Written problem:
Copy the lines of the listing word for word. Begin at the line that contains "Would you mind indicating the white tarpaulin" and stop after the last line of the listing.

-- Start of Information provided --

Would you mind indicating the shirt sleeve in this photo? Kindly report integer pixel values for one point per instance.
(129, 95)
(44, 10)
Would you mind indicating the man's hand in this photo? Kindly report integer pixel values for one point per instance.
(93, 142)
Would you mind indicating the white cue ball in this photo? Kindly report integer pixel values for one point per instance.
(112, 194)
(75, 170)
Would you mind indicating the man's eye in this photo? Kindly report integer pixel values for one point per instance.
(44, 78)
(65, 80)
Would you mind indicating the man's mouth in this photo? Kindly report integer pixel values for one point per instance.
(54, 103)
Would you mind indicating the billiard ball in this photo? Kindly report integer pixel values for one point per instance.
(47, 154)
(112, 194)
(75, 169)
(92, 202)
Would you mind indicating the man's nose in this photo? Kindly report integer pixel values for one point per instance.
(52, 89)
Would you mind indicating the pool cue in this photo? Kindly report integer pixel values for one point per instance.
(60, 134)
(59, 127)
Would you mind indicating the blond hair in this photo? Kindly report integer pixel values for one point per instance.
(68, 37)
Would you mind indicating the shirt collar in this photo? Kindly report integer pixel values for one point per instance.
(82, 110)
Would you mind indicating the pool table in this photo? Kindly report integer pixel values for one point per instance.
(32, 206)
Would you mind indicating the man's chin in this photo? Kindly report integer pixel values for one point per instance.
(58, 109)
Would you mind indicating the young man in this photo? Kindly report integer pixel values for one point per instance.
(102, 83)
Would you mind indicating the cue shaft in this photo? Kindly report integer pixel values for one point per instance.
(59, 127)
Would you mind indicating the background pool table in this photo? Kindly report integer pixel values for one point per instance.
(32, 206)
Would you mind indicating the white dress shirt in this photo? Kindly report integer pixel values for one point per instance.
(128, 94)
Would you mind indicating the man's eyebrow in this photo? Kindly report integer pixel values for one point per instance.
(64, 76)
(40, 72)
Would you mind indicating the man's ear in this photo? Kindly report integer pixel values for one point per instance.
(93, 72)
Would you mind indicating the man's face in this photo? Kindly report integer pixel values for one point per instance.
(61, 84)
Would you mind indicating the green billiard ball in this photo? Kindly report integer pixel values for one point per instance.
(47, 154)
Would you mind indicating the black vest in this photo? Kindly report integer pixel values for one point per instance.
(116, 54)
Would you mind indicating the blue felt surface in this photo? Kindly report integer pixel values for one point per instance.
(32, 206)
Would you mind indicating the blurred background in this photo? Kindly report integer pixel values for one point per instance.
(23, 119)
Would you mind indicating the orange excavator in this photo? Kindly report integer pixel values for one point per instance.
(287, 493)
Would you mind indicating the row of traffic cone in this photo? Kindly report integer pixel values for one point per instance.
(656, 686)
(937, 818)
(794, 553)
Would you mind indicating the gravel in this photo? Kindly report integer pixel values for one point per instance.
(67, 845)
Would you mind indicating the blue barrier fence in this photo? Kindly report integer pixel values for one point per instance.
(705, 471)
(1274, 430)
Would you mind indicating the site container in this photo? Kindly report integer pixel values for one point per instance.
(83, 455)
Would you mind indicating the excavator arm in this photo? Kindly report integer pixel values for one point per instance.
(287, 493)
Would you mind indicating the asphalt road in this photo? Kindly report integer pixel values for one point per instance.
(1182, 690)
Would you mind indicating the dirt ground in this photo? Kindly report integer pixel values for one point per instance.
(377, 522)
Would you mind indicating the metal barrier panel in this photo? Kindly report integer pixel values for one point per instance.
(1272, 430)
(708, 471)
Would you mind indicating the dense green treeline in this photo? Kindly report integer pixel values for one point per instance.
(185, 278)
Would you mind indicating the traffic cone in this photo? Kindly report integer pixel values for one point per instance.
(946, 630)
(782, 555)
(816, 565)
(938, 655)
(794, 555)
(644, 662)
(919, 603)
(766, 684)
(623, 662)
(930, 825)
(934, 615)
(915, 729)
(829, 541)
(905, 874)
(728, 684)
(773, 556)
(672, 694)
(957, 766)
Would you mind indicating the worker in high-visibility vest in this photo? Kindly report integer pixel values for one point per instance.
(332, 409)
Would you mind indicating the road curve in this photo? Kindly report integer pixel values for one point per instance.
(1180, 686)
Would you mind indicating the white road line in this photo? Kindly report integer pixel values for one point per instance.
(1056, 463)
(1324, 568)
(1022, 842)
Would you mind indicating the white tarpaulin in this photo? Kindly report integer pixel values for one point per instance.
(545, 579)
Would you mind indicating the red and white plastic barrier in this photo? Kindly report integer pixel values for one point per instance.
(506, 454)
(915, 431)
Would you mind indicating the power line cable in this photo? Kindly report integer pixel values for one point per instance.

-- End of Information provided --

Completed exercise:
Would you mind indicating the white tarpaulin in this photo? Kindly report integer pixel values for one point per instance.
(545, 579)
Would you mind indicating the red and white plastic barrier in this photo? Kindly report integer pixel values for one point per instance.
(506, 454)
(915, 431)
Would you mind indicating the power line cable in this photo? Kindly report integer pixel values for one point per instance.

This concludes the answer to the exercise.